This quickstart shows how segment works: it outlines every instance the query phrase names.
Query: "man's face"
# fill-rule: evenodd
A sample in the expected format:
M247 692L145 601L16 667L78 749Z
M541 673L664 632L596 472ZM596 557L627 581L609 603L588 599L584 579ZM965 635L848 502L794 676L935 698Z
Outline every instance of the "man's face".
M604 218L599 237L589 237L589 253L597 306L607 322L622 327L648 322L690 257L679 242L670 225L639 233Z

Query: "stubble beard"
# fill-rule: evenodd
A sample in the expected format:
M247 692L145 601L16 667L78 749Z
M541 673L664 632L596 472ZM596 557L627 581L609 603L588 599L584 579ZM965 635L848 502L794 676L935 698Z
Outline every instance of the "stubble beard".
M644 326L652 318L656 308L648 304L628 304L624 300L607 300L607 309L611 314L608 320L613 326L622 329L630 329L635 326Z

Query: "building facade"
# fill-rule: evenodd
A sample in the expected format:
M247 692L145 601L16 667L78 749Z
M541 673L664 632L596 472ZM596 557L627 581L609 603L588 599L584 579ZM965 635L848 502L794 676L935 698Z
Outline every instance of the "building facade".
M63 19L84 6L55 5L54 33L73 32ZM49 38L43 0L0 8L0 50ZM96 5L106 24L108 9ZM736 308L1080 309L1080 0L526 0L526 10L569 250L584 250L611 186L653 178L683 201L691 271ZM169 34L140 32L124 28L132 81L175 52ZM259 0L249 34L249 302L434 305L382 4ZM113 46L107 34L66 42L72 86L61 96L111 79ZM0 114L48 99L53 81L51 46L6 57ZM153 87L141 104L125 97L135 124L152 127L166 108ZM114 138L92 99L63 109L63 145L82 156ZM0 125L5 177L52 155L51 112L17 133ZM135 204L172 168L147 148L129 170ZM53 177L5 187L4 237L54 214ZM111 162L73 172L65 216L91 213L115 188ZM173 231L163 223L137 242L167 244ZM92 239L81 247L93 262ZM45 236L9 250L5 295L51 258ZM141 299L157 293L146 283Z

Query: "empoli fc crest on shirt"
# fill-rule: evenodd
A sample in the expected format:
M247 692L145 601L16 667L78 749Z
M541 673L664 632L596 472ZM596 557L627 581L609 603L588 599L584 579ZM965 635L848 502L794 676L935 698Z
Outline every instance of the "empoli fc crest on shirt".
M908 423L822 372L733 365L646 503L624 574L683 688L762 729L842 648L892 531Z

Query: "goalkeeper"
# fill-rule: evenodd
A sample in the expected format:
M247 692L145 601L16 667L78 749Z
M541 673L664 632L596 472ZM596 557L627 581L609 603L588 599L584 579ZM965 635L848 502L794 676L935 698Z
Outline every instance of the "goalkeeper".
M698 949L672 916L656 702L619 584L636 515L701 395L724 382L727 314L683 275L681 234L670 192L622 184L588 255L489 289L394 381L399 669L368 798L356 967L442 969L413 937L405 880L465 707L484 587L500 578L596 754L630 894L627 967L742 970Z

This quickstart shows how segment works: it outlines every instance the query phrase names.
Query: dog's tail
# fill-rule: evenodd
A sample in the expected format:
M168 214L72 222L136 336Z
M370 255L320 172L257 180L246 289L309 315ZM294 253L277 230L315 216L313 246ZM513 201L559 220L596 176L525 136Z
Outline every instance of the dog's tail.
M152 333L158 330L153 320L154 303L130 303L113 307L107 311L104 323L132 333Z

----

- _Exercise prompt_
Repeat each line above exactly as it stands.

- _Output below_
This quickstart shows how segment works: it outlines every instance the query phrase names.
Query: "man's face"
# fill-rule: evenodd
A sample in the expected format:
M247 692L145 601L16 667L78 749Z
M541 673L664 632L596 472ZM596 557L627 581L609 603L588 599L584 579ZM965 635L848 502L794 676L935 698Z
Outline every instance of the "man's face".
M604 218L599 237L589 237L589 253L597 306L607 322L622 327L648 322L690 257L679 242L670 225L639 233Z

Query: "stubble beard"
# fill-rule: evenodd
A sample in the expected format:
M247 692L145 601L16 667L78 749Z
M541 673L664 632L596 472ZM596 557L627 581L609 603L588 599L584 579ZM965 635L848 502L794 676L935 698Z
Outline every instance of the "stubble beard".
M644 326L652 318L656 308L648 304L628 304L624 300L607 300L607 309L611 314L608 320L613 326L622 329L630 329L635 326Z

Query: "building facade"
# fill-rule: evenodd
A sample in the expected format:
M247 692L145 601L16 667L78 749Z
M541 673L664 632L596 472ZM596 557L627 581L609 603L588 599L584 579ZM965 635L848 502L794 676L935 698Z
Outline every instance of the "building facade".
M63 19L84 6L55 5L54 33L73 32ZM49 38L43 0L0 8L0 50ZM96 5L106 24L108 9ZM736 308L1080 309L1080 0L526 0L526 10L569 250L584 250L611 186L653 178L683 201L691 271ZM169 34L140 32L124 28L132 81L175 52ZM259 0L249 34L249 302L434 305L382 4ZM113 46L107 34L66 42L72 86L61 96L111 79ZM0 114L48 99L53 81L51 46L6 57ZM153 87L141 104L125 97L135 124L152 127L166 108ZM114 138L92 99L63 109L63 145L82 156ZM0 125L5 177L52 155L51 112L17 133ZM135 204L172 168L147 148L129 170ZM53 177L5 187L4 237L54 214ZM111 162L73 172L65 216L91 213L115 188ZM173 231L163 223L137 242L167 244ZM92 239L81 247L93 262ZM45 236L9 250L5 295L51 258ZM141 299L157 293L146 283Z

Query: "empoli fc crest on shirt"
# fill-rule: evenodd
A sample in the expected format:
M247 692L145 601L16 667L78 749Z
M541 673L664 632L596 472ZM596 557L627 581L609 603L588 599L584 579ZM965 635L848 502L794 676L935 698Z
Outline every instance of the "empoli fc crest on shirt".
M908 423L822 372L733 365L646 503L624 574L683 688L762 729L842 648L892 531Z

Query: "goalkeeper"
# fill-rule: evenodd
A sample in the expected format:
M247 692L145 601L16 667L78 749Z
M541 673L664 632L596 472ZM596 557L627 581L609 603L588 599L584 579ZM965 635L848 502L794 676L935 698Z
Outline every instance of the "goalkeeper".
M698 949L672 916L656 702L619 584L636 515L701 395L724 382L727 314L683 275L681 234L670 192L622 184L588 255L489 289L394 381L399 669L368 798L356 967L442 969L413 937L405 880L465 707L484 587L500 578L596 754L630 894L627 967L742 970Z

This quickstart shows how segment works: it outlines every instance the query phrase names.
Query: dog's tail
# fill-rule: evenodd
A sample in the expected format:
M168 214L72 222L136 336Z
M370 255L320 172L257 180L246 289L309 315ZM294 253L277 230L315 216L313 246ZM513 201L559 220L596 176L525 136Z
Outline every instance of the dog's tail.
M152 333L158 330L153 320L154 303L130 303L113 307L107 311L104 323L132 333Z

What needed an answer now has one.